(PROBLEM TO WORK ON)
Lay out every line of the material below as a JSON list of strings, one string per line, with blank lines skipped and the pictures left out.

[Outline annotation records]

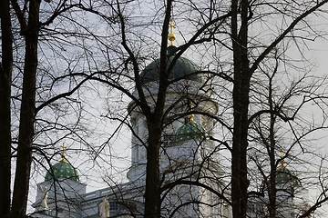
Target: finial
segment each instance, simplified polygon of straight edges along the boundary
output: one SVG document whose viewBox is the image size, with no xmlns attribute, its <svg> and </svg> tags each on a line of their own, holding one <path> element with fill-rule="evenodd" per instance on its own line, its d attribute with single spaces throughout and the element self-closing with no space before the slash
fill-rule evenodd
<svg viewBox="0 0 328 218">
<path fill-rule="evenodd" d="M 60 160 L 60 162 L 65 162 L 65 163 L 66 163 L 67 160 L 66 160 L 65 150 L 67 150 L 67 147 L 65 146 L 65 143 L 63 143 L 63 144 L 60 145 L 60 147 L 62 148 L 62 154 L 61 154 L 62 159 Z"/>
<path fill-rule="evenodd" d="M 170 27 L 170 33 L 169 34 L 168 38 L 171 42 L 170 45 L 173 46 L 173 41 L 176 39 L 175 34 L 173 33 L 173 29 L 175 29 L 177 26 L 174 25 L 173 20 L 169 21 L 169 25 Z"/>
<path fill-rule="evenodd" d="M 284 153 L 281 150 L 280 151 L 280 154 L 281 154 L 281 158 L 282 158 L 282 160 L 281 160 L 281 167 L 284 167 L 285 165 L 284 165 L 284 160 L 282 159 L 282 157 L 284 156 Z"/>
<path fill-rule="evenodd" d="M 190 114 L 190 124 L 194 124 L 195 123 L 195 120 L 193 119 L 194 115 L 193 114 Z"/>
</svg>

(TASK SOLUTION)
[
  "Target: finial",
  "segment each instance, simplified polygon of straight edges along the boundary",
  "output: one SVG document whose viewBox is the image size, with no xmlns attribute, its <svg> and </svg> tags each on a line of their own, holding one <path> element with fill-rule=\"evenodd\" per instance on its own line, its d attribute with single spaces throughout and the element self-closing with no space before the slash",
  "fill-rule evenodd",
  "<svg viewBox=\"0 0 328 218\">",
  "<path fill-rule=\"evenodd\" d=\"M 60 160 L 60 162 L 65 162 L 65 163 L 66 163 L 67 160 L 66 160 L 65 150 L 67 150 L 67 147 L 65 146 L 65 143 L 63 143 L 63 144 L 60 145 L 60 147 L 62 148 L 62 154 L 61 154 L 62 159 Z\"/>",
  "<path fill-rule=\"evenodd\" d=\"M 170 27 L 170 33 L 169 34 L 168 38 L 171 42 L 170 45 L 173 46 L 173 41 L 176 39 L 175 34 L 173 33 L 173 29 L 175 29 L 177 26 L 174 25 L 173 20 L 169 21 L 169 25 Z\"/>",
  "<path fill-rule=\"evenodd\" d=\"M 284 153 L 281 150 L 280 151 L 280 154 L 281 154 L 281 158 L 282 158 L 282 160 L 281 160 L 281 167 L 284 167 L 285 165 L 284 165 L 284 160 L 282 159 L 282 157 L 284 156 Z\"/>",
  "<path fill-rule=\"evenodd\" d=\"M 190 114 L 190 124 L 194 124 L 195 123 L 195 120 L 193 119 L 194 115 L 193 114 Z\"/>",
  "</svg>"
]